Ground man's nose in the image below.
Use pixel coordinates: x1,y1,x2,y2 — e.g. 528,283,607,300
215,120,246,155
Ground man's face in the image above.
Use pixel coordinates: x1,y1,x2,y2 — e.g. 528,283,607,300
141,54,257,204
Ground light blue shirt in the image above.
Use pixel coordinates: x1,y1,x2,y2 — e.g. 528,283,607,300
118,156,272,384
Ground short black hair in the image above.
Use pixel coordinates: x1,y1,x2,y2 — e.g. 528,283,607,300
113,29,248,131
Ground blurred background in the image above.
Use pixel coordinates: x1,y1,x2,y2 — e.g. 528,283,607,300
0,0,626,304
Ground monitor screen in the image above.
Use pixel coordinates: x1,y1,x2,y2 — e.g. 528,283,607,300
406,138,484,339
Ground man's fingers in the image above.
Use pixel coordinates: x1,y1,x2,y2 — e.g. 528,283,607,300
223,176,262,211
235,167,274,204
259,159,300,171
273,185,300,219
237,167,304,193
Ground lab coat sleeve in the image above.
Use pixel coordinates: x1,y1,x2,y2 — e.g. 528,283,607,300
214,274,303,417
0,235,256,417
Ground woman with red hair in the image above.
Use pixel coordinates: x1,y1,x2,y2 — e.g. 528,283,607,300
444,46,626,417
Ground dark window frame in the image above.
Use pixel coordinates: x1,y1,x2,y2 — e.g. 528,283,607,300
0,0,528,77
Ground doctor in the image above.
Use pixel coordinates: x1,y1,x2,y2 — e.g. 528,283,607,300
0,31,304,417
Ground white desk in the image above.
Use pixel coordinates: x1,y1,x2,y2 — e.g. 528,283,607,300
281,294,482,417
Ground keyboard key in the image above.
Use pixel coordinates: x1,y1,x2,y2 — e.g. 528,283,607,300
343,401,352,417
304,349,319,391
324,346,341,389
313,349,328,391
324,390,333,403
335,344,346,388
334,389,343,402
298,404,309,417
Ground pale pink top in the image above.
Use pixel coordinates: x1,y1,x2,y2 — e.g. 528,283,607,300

• _Your task_
Reproduce all of the records above word for word, keeping every line in its original order.

• _Response to the task_
Ground man's nose in the image below.
Use pixel coordinates: x1,y1,x2,y2 — e.g. 528,283,607,300
215,120,246,155
Ground man's face in the image above.
Use pixel coordinates: x1,y1,x2,y2 — e.g. 528,283,607,300
141,54,257,204
Ground light blue shirt in the image above.
Use pixel coordinates: x1,y1,x2,y2 — e.g. 528,283,607,300
118,156,272,384
Ground short black hair in the image above.
Use pixel coordinates: x1,y1,x2,y2 — e.g. 528,283,607,300
113,29,248,131
Ground blurred background in the image above.
Use pixel coordinates: x1,y1,x2,y2 — e.g. 528,283,607,300
0,0,626,304
Ground monitor screen in the image above.
Use pixel coordinates: x1,y1,x2,y2 — e.g. 528,283,607,300
406,138,484,339
Ground man's fingers in the image above.
Use pixel coordinates: x1,y1,x2,y2 — e.g. 528,283,607,300
223,176,262,211
235,167,274,204
259,159,300,171
273,185,300,219
237,167,304,193
Ground lab coat sleeve in the image above.
Use pixel coordinates: x1,y1,x2,y2 — e.g. 528,283,607,300
214,274,303,417
0,235,256,417
Ground woman with red hair in the image above.
Use pixel coordinates: x1,y1,x2,y2 — e.g. 528,283,607,300
444,46,626,417
Ground dark window frame in the image above.
Use pixel coordinates: x1,y1,x2,y2 — e.g. 528,283,607,300
0,0,528,77
Ground doctor in the image above.
Use pixel coordinates: x1,y1,x2,y2 — e.g. 528,283,607,300
0,31,304,417
Ground white desk in the image above.
Use pixel coordinates: x1,y1,x2,y2 — e.g. 528,283,607,300
281,294,482,417
Ground keyboard key in the image above.
Use pixel coordinates: x1,y1,x2,y2 — e.g. 528,283,607,300
343,401,352,417
304,349,319,391
324,346,341,389
313,349,328,391
324,390,333,403
335,344,346,388
334,389,343,402
298,404,309,417
Ground pale pink top in the image above.
Use pixel coordinates: x1,y1,x2,y2 — e.g. 528,283,607,300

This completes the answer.